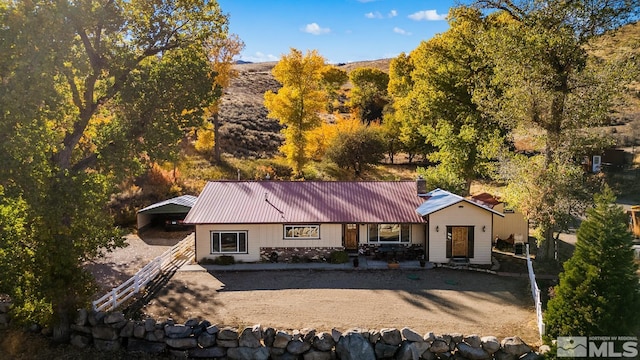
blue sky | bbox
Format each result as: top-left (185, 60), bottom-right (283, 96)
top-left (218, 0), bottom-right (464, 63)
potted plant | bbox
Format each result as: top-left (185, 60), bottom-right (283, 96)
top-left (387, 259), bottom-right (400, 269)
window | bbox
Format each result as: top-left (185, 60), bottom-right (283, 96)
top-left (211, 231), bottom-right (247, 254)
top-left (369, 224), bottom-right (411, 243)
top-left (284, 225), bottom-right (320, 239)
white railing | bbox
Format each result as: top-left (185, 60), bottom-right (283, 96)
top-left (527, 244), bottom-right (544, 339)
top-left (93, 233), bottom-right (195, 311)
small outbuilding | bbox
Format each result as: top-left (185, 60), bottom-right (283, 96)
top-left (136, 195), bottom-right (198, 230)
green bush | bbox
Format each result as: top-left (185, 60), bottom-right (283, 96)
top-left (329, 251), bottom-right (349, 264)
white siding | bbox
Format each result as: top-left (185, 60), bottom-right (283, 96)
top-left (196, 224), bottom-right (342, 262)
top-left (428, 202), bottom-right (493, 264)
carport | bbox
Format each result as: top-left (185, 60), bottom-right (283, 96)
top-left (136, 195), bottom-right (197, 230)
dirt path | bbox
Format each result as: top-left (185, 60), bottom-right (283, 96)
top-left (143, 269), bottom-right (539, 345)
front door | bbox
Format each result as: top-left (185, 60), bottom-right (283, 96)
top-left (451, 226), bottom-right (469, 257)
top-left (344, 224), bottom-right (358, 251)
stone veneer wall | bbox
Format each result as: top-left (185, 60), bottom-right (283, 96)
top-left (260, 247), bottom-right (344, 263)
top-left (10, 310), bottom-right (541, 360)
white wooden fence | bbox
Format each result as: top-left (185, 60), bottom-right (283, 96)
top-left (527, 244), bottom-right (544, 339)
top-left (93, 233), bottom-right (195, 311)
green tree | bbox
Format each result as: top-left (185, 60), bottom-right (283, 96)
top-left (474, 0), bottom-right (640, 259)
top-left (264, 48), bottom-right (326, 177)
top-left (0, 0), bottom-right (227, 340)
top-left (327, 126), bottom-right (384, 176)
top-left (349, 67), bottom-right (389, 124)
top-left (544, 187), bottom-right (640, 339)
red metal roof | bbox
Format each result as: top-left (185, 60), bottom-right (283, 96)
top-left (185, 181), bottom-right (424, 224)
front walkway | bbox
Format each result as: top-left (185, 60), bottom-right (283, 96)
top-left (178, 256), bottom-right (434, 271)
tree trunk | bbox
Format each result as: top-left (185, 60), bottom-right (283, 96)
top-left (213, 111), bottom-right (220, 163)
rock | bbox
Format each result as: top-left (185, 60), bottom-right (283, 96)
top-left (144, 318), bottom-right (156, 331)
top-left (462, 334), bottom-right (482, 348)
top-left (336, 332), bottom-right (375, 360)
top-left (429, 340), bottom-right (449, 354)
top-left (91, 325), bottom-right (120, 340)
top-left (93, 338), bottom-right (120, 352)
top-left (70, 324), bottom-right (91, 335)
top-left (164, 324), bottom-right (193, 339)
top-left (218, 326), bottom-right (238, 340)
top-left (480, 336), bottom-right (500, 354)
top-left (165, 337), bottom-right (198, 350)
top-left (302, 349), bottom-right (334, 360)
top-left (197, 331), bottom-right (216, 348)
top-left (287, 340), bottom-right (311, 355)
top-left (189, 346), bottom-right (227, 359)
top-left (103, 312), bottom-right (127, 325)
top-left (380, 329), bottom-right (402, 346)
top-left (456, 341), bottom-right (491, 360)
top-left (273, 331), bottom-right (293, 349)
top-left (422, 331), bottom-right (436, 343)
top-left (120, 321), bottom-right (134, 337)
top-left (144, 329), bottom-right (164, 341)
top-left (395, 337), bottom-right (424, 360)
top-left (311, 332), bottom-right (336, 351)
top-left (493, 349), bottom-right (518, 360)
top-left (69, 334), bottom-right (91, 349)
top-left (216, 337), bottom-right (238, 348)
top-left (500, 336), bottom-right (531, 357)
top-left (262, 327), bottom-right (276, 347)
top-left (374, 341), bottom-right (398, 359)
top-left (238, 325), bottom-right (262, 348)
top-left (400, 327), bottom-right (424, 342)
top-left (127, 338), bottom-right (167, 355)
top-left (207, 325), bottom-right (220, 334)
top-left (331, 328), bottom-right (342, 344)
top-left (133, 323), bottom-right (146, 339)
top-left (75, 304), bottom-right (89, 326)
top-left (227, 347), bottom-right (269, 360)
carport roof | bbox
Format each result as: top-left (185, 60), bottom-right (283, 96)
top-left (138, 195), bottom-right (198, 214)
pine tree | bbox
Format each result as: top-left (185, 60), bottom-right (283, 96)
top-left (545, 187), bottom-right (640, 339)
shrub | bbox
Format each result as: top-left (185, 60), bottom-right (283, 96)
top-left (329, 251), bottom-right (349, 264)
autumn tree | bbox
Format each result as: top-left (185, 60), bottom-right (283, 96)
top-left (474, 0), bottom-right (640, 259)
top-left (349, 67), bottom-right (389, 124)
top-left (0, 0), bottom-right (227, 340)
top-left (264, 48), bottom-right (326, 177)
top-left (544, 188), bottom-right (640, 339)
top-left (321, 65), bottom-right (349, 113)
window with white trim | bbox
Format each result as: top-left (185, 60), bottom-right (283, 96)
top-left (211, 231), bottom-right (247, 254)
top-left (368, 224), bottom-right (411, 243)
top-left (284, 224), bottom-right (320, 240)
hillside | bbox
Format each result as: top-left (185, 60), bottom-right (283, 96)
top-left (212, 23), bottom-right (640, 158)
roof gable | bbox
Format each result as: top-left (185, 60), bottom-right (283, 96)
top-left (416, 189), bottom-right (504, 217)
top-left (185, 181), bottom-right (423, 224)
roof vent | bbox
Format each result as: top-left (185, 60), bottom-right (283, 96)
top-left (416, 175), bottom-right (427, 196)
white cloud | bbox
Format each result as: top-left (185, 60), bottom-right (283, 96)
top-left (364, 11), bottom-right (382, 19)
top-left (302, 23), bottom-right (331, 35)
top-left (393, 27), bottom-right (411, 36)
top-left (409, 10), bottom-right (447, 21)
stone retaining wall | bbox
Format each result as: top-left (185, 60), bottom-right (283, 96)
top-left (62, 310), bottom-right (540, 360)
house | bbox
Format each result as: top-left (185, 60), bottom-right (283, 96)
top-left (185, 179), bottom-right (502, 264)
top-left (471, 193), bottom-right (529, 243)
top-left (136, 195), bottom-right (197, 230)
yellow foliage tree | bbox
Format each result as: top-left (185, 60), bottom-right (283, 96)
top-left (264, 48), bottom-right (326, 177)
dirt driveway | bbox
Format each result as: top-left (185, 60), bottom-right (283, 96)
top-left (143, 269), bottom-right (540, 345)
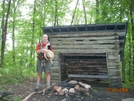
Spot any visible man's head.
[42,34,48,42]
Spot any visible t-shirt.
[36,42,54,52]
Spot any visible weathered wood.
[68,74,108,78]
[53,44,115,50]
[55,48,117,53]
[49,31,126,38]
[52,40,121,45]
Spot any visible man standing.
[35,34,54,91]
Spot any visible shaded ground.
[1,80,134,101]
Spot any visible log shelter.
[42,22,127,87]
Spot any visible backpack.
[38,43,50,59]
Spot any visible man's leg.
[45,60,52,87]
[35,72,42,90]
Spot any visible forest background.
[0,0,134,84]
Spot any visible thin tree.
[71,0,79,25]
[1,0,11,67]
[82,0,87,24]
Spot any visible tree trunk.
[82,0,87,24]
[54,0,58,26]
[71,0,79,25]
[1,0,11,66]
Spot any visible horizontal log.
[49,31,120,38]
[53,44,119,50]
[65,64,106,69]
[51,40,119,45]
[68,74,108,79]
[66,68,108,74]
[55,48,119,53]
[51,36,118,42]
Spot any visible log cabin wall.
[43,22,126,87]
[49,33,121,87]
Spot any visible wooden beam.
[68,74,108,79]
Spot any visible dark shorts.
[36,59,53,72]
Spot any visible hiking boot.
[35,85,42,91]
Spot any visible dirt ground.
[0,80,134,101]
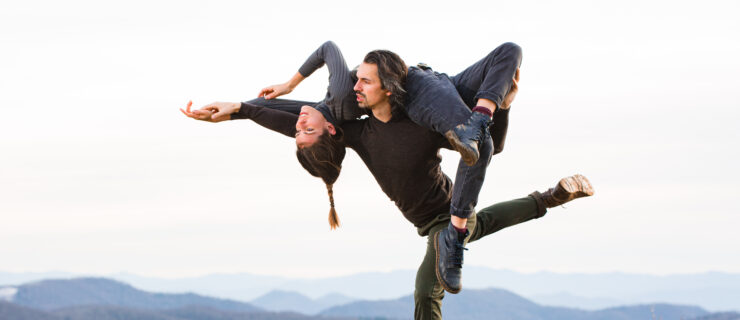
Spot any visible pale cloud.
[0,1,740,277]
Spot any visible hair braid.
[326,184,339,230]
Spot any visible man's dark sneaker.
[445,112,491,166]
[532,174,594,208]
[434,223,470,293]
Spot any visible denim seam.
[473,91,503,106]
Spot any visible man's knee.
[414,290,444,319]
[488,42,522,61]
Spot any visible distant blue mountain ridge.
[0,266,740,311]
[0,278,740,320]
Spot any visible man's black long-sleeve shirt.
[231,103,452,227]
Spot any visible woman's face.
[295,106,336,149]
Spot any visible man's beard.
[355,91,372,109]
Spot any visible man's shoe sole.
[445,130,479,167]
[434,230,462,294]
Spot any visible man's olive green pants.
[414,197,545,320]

================

#### [Directions]
Starting at the line that contains "rock | bbox" and ending after the line that contains "top-left (480, 336), bottom-right (500, 354)", rewrite that stretch of the data as a numbered list, with blank lines omitted.

#### [The response]
1. rock | bbox
2. Format each result as: top-left (185, 60), bottom-right (283, 96)
3. top-left (144, 318), bottom-right (156, 331)
4. top-left (462, 334), bottom-right (482, 348)
5. top-left (336, 332), bottom-right (375, 360)
6. top-left (429, 340), bottom-right (449, 354)
7. top-left (91, 325), bottom-right (120, 340)
8. top-left (93, 338), bottom-right (120, 352)
9. top-left (70, 324), bottom-right (91, 335)
10. top-left (164, 324), bottom-right (193, 339)
11. top-left (218, 326), bottom-right (238, 340)
12. top-left (480, 336), bottom-right (500, 354)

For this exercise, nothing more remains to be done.